▸ **Work to be completed**
Reproduce word for word the part of the passage below on health care and doing no harm that opens with the words containing "The data presented" and closes with "very different system.".

▸ **Quoted passage**

--- START ---

250,000 deaths a year. It is absurd to lay the cause of such an alarming statistic at the door of the health care professional. Few health care professionals would actually choose to practice in the health care provider -patient relationship the system imposes upon them. Such relationships are inherently dangerous.
Protecting patients against danger is built into the training of all health professionals. Within moments of receiving a medical degree, every new doctor speaks aloud a vow to do no harm, often using an oath that goes back thousands of years. People enter the field of health care with the intention to serve and make a positive difference in the lives of others. “Do no harm” is the foundational goal of such people. Yet the system itself does not support or respect this intention. The system does intend to do no harm, but only if it doesn’t cost too much. But doing no harm takes time. Doing no harm costs money. By placing a greater priority on the economic bottom line than on the value of doing no harm, the intention to do no harm is violated and invalidated, often on a daily basis, by the demands of the system. Doing no harm may actually be an impossible goal within the system as it exists today.
The data presented in the British Medical Journal suggests that the present health care system has become inherently untrustworthy. This violates the intention of the dedicated people who work within the system, the ones who enter into the practice of medicine, nursing, and other health care fields in order to be someone patients can trust when they are at their most vulnerable. If you were to ask doctors, nurses, and other health care practitioners to create the health care system, we would have a very different system.
The fact that preventable medical error is the third leading cause of death in America is simply unacceptable. The system is not working, not only for patients in clinics and hospitals, but for all those who serve within these systems and experience daily the conflict between the demands of the system, the regulation of individual practice, and the wish to do no harm. The road ahead is not clear. It is tempting to wonder what would happen if doctors, nurses, and other health care professionals entrusted with the lives of Americans were to just stop. What if we were to say, “Sorry, but I am not willing to put the lives of my patients in jeopardy any longer.” What would happen if we stood up for our deep commitment to do no harm and refused to participate in a system that puts people in jeopardy on a daily basis? What might be possible then?

--- END ---

▸ **Entries shown**
--- START ---

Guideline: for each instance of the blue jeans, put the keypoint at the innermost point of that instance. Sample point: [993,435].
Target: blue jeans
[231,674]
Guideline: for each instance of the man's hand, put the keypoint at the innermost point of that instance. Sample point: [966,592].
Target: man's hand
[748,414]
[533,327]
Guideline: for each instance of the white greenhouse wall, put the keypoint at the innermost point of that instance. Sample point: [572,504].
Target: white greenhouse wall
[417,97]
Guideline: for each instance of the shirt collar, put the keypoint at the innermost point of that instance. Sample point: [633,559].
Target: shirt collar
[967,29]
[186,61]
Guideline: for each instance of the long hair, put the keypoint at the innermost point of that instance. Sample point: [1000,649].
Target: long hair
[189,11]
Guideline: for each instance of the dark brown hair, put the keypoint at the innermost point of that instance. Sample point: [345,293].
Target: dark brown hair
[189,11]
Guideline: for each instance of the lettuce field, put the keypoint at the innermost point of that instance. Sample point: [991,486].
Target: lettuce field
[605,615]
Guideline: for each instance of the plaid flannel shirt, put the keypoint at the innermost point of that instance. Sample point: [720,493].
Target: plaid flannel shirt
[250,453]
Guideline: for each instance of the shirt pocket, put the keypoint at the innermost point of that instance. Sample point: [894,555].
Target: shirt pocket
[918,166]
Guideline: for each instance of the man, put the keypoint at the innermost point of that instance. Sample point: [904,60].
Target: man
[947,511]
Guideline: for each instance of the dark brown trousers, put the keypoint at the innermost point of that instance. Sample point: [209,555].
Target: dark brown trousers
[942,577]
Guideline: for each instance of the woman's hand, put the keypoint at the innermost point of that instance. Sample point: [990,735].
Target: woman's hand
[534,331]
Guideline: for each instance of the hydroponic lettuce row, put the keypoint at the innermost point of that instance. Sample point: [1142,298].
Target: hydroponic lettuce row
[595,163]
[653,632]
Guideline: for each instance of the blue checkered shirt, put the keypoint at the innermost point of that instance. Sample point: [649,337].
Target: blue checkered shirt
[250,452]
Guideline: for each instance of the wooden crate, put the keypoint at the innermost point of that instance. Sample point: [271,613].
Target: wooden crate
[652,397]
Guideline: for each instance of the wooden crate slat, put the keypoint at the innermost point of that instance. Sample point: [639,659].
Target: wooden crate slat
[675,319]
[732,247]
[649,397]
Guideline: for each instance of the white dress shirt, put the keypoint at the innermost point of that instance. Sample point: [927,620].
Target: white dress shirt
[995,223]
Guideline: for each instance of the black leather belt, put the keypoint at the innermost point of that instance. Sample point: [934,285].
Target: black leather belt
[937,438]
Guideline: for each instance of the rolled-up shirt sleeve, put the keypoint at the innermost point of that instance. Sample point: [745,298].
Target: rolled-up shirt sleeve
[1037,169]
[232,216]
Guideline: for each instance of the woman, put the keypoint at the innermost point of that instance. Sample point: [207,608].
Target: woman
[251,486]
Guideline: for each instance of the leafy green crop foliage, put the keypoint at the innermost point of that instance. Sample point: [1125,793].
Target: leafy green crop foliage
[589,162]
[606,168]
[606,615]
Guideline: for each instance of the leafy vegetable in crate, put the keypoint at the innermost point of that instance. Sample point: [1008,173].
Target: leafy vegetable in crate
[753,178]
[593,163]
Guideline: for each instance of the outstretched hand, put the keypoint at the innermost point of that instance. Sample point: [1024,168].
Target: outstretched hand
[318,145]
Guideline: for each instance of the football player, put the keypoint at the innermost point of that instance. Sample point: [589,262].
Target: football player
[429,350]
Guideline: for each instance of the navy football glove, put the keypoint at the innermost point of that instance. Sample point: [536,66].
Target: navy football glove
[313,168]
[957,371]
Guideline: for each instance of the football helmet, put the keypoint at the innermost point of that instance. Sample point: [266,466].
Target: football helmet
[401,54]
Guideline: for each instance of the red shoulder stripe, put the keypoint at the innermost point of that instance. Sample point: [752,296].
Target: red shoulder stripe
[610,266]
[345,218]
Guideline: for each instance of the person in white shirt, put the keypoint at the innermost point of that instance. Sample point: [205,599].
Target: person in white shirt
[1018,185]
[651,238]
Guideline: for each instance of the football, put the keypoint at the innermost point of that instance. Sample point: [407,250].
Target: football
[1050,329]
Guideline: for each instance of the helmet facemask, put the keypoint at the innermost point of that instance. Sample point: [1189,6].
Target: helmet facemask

--- END ---

▸ **Solution to this task**
The data presented in the British Medical Journal suggests that the present health care system has become inherently untrustworthy. This violates the intention of the dedicated people who work within the system, the ones who enter into the practice of medicine, nursing, and other health care fields in order to be someone patients can trust when they are at their most vulnerable. If you were to ask doctors, nurses, and other health care practitioners to create the health care system, we would have a very different system.